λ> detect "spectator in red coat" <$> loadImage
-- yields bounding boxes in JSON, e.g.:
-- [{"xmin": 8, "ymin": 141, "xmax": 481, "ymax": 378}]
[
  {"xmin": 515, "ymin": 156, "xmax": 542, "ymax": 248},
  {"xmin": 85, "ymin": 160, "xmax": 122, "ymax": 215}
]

-*-*-

*What is asked*: Express each line of the item above as one string in a JSON array, leaving out any blank lines.

*Task response*:
[
  "λ> detect \"spectator in red coat\" <$> loadImage",
  "-- yields bounding boxes in JSON, e.g.:",
  "-- [{\"xmin\": 8, \"ymin\": 141, \"xmax\": 481, \"ymax\": 378}]",
  "[",
  "  {\"xmin\": 515, \"ymin\": 156, \"xmax\": 542, \"ymax\": 248},",
  "  {\"xmin\": 85, \"ymin\": 160, \"xmax\": 122, \"ymax\": 215}",
  "]"
]